It will be noted that the above "preamble" concludes with the words that the Act is "to render dealings with land less expensive," and the paragraph of "Objects" ends with the words that the Act "is to be construed in a manner to best give effect to these objects." These two latter quotations may be dismissed for the present. Nevertheless they have been great contributing factors in the success of the system. That dealings with land were less expensive under the new system, as compared with dealings when the title was under the Registry Act, was at once apparent and the power given the District Registrar to exercise a discretion to permit registration of documents which did not fully conform to the regulations has enabled the Act to be "construed in a manner to best give effect" to the act. These two rather subordinate factors proved most important in establishing the popularity of the system with both lawyers and laymen.

The first "Object" of the Act, "certainty of title and proof thereof," is obtained by the issue of a Certificate of Title, which is a document declaring, by authority of the Act, that the person named therein is the registered owner of the specified estate. This Certificate makes it unnecessary to consider any change of ownership prior to the date of the certificate and is the final and absolute evidence of the ownership. The second "Object" of the Act, "simplicity in dealing with land," is ensured by requiring a document presented for registration to be in substantial conformity with one in the "Schedule of Forms" appended to the Act. This schedule lays down the form of transfer, mortgage, lease, etc., and a form of caveat which may be used to protect equitable interests; this use of the forms in the schedule facilitates transactions and secures a desirable uniformity. Every document in the form provided, executed in the manner required by statute and practice, is a "direction" to the District Registrar to make the appropriate change in the title, but until the document is actually registered, it does not affect the title; it is simply evidence of some change in the rights of the parties named therein. It is only after a document has been signed and sealed by a District Registrar that the document creates, transfers, charges, surrenders, releases or discharges the estate or interest concerned. The dangers due to faulty or careless conveyancing are minimized by the maintenance of a legal staff in each Land Titles Office to examine and approve the validity of each instrument presented for registration, with power to reject such as are defective or do not substantially conform to the statutory instrument, thus preventing the "cloud on title," so common under Registry Act or other older systems of registration. As the government guarantees the title, it is but right that it should prescribe the forms of conveyancing and have each document approved by its own legal examiners before acting upon it.

**PROBLEMS:**
(a) Answer these questions using the land titles passage:
(i) What power given to the District Registrar allowed the Act to be construed to best give effect to it?
(ii) What document is issued to obtain the first "Object" of the Act?
(iii) A document presented for registration must be in substantial conformity with a form found where?
(b) Go on with the land titles passage, picking up after its final sentence.

Records
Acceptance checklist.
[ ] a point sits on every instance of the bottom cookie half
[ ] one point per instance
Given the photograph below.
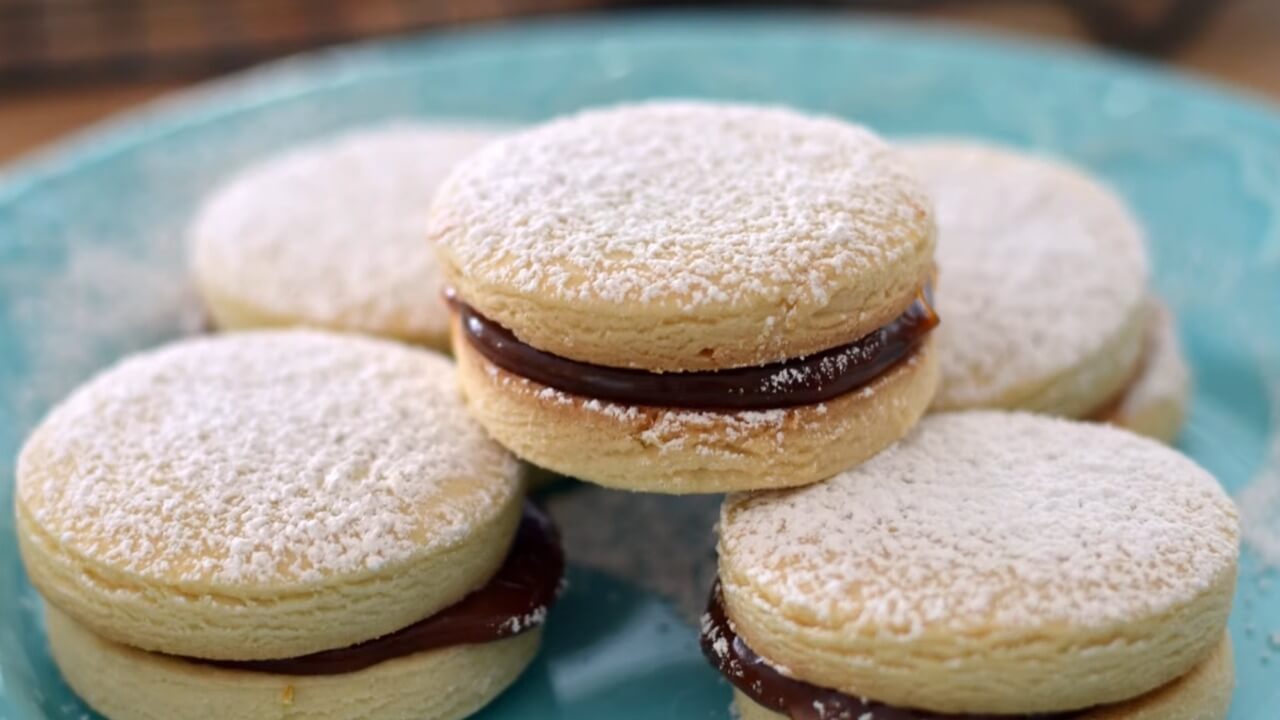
(1205, 693)
(124, 683)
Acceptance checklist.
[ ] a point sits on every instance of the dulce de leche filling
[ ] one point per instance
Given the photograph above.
(800, 381)
(513, 601)
(796, 698)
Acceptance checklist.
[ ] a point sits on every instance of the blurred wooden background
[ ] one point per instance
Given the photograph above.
(67, 63)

**RESULTS FOR THE EXERCISE:**
(a)
(i) A discretion to permit registration of documents which did not fully conform to the regulations.
(ii) A Certificate of Title.
(iii) In the "Schedule of Forms" appended to the Act.

(b)
Following the injunction in the preamble of the Act of 1885 that dealings should be made less expensive and, as an inducement to bring lands from under the Registry Act to the Real Property Act, the province has kept the fees for registration of all documents under the latter act at a minimum. Another inducement was the fact that the assurance fee for guaranteeing the new title is collected only once in Manitoba, as distinguished from other jurisdictions of the Torrens System, for instance in Alberta and Saskatchewan. These provinces have insured continuous additions to the Assurance Fund for all time by collecting contributions to the Fund on each succeeding transfer of land. Incidentally, the companies guaranteeing titles charge a fee on every transfer of a guaranteed title which is approximately the same as that paid in Manitoba by the applicant for the first title under the Real Property Act, which fee, once paid, gives a perpetual guarantee. Throughout the years, the people of Manitoba have had a great benefit from the lowest tariff of land titles fees in Canada, with the result that every Land Titles Office in the province has a steady flow of applications from owners of lands remaining under the Registry Act to have their titles brought under the Torrens system.

Earlier in these remarks, reference has been made to the Assurance Fund and to the government guarantee of title. The introduction of this guarantee of title was beyond doubt one of the most important of all modern land reforms. The people of the provinces and states which enjoy the many advantages of the system have accepted its benefits for so long that they no longer appreciate the great advance which was made by the introduction of the Torrens system. Queen Victoria, however, recognized Robert Torrens' great services to the state by conferring a knighthood on him.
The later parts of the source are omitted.